### Set exercise
Carry on writing the piece about Amazon buying Whole Foods, picking up after its final sentence.

**** Text extract

Amazon’s acquisition of Whole Foods makes sense. I enjoyed deconstructing why below.
1. Amazon will leverage their expertise in warehouse automation and delivery to eliminate the need for the ever popular “Task Rabbiter” shoppers who assemble pickup and delivery orders in the store. Visit a Whole Foods today, and you will see many contractor
workers shopping for delivery-platform customers such as Instacart and Whole Foods own delivery service. These shoppers are extremely common in Whole Foods, and they have been ever since Instacart started doing deliveries from their stores. While they no longer wear t-shirts that indicate the platform for whom they are working (this isn’t an accident), these shoppers are pretty easy to pick out from amongst the crowd. They wear headphones, stare intensely at their phones as if reading a off a list, fill grocery carts with large orders, talk with store clerks as if they are colleagues, and move briskly from one item to the next. They become efficient shoppers, knowing where everything in the store is located and they have their own checkout lines in the store so that they can complete as many orders as fast as possible. But watching these shoppers go around and pick items to assemble orders, you can’t help but see this labor force as very replaceable by warehouse robots and machinery that Amazon already uses to assemble orders from large warehouses with thousands of SKUs. Now that Whole Foods offers its own delivery service (delivery.wholefoodsmarket.com), expect Amazon to put its mighty marketing and operations competencies behind the delivery service to not only make them less dependent on Instacart going forward but to also move all assembly of delivery orders to a warehouse environment so as to improve the in-store shopping experience for customers.
2. Overlapping customer bases enables better customer experiences for the Amazon and Whole Foods customer of the future.

********
**** Records supplied

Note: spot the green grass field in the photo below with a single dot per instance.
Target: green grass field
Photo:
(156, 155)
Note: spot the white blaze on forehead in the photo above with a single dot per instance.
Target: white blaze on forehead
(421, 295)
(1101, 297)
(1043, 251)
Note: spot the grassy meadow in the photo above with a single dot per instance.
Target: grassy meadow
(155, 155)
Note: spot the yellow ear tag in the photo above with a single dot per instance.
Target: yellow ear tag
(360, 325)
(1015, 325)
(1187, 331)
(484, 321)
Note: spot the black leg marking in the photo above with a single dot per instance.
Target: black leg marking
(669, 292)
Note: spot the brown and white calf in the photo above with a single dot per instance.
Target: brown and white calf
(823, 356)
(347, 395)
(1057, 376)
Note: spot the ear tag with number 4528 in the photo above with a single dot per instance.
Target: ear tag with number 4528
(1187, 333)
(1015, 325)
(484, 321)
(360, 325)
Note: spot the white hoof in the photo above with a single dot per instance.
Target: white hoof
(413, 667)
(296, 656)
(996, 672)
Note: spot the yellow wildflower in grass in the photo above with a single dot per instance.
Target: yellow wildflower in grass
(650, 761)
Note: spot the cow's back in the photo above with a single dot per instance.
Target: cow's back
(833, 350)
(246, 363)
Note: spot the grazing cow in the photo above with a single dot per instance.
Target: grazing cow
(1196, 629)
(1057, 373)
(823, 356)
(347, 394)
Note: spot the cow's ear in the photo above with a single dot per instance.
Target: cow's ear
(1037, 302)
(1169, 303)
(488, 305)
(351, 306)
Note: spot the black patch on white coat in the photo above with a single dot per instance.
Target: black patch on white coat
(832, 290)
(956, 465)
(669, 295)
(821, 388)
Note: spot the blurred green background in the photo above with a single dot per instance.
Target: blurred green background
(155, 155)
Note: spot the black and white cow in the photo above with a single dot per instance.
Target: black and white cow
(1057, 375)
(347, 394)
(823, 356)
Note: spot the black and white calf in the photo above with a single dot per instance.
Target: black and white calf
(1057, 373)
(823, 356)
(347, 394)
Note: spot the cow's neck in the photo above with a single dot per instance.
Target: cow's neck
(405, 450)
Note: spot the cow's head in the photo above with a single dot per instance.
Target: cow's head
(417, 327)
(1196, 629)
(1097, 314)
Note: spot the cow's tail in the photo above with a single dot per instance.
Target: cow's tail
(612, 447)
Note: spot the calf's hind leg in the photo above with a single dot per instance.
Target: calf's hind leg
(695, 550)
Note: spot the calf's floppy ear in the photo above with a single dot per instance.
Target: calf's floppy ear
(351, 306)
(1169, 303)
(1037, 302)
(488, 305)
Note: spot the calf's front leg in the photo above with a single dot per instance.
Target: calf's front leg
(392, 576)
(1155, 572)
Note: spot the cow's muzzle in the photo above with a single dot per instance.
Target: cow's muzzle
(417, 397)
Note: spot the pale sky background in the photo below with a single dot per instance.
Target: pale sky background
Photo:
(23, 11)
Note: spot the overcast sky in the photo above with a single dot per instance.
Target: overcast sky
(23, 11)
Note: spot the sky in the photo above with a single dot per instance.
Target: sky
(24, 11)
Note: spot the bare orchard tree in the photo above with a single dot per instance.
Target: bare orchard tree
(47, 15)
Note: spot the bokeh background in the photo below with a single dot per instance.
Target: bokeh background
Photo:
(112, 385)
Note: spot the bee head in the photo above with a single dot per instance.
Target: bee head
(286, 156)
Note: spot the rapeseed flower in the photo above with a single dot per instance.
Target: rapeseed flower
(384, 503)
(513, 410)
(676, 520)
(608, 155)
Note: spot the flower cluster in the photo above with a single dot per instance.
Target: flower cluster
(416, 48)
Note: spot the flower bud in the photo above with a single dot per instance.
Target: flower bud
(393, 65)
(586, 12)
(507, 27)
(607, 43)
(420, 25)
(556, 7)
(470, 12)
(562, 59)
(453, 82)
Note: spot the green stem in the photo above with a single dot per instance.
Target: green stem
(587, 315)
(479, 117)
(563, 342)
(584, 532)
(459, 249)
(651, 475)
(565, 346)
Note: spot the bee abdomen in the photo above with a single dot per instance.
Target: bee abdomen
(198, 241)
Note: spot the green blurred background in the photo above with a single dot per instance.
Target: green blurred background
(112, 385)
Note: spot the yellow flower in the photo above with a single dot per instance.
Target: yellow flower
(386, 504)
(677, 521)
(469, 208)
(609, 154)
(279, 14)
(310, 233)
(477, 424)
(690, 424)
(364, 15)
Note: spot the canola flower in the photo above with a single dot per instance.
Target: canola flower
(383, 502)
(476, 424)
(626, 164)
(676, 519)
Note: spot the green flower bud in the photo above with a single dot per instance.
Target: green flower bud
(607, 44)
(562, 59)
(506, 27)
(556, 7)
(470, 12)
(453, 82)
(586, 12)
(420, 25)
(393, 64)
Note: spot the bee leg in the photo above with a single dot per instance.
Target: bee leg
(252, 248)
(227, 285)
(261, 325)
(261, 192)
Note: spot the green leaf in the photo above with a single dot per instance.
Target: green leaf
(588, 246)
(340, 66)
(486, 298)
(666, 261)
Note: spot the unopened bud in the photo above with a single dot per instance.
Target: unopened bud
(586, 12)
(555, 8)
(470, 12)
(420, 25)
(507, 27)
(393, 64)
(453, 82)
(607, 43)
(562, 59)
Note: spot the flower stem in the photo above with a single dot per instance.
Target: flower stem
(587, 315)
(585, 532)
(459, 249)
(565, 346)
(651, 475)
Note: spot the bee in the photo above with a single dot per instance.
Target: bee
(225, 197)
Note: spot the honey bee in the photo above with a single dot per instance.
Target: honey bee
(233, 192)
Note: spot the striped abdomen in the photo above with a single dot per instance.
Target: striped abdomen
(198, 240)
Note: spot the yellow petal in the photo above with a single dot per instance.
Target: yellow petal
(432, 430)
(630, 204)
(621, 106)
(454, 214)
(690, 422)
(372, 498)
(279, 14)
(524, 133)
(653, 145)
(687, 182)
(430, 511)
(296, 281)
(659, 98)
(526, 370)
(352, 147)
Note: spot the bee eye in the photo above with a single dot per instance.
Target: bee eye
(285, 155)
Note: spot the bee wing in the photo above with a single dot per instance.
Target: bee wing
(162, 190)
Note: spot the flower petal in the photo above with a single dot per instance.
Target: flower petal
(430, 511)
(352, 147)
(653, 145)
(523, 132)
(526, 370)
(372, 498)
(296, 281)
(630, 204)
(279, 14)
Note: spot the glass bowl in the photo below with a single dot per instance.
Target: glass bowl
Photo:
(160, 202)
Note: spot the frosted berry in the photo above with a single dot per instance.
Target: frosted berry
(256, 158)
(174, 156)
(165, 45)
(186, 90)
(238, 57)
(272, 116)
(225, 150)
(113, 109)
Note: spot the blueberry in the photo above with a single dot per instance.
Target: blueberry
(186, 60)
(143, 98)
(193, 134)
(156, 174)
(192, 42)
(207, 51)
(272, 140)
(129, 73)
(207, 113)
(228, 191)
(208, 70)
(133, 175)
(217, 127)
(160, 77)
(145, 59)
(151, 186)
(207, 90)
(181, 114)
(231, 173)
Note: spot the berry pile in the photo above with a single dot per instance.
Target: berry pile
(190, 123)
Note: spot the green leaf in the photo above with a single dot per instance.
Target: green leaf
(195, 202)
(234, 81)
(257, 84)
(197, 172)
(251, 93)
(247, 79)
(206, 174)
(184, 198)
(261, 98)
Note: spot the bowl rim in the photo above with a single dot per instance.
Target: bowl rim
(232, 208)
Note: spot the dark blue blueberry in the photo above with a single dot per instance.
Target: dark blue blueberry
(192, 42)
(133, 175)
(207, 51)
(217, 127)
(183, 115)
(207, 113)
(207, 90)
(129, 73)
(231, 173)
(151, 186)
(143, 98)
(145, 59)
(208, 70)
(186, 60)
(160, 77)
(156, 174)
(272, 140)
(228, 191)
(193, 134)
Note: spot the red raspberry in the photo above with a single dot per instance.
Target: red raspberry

********

### Exercise response
Like Whole Foods stores, Amazon customers are located in more affluent neighborhoods in metropolitan areas. Walmart’s core customer lives in rural areas. Whole Foods and Amazon customers value convenience and a higher-quality experience over rock bottom prices; and they are willing to pay a higher price for it. Both Amazon and Whole Foods customers value pleasant and efficient shopping experiences that save them time. Amazon’s entrance into various product categories means that customers can efficiently procure many services and goods from a single entity. Like Amazon customers, Whole Foods customers are accustomed to the convenience of high-quality, curated stores and SKU availability. As a result, many Amazon customers are already Whole Foods customers, so this acquisition will mean that Amazon can gain greater share of these existing customer’s wallet. With greater data collection and insight into each individual customer and their shopping history, Amazon will leverage this data to make better recommendations and inventory management decisions, both of which will also potentially lead to increasing total expenditures by each customer.
3. Massive cross-marketing opportunity to create new Amazon customers. Within the Whole Foods customer base, there a few segments who may not be Amazon customers yet. Imagine the older, not-so-tech-savvy segment of Whole Foods customers who shop there purely for the higher quality food and shopping experience. These customers are the type of people who don’t do a lot of e-commerce but regularly procure their food from Whole Foods because they have grown to trust the Whole Foods brand. Amazon will be able to leverage this brand equity, and cross market to these segments to attract new Amazon.com and Prime customers. And once the customer is brought into the fly wheel, there is a high likelihood that the customer will become a consumer of Amazon’s other stores and products, such as Amazon Video, Audible.com, etc.
Cutting out the large logistics companies and random courier services has long been a priority for Amazon. They simply made Whole Foods their new, sexy “Pickup Point.”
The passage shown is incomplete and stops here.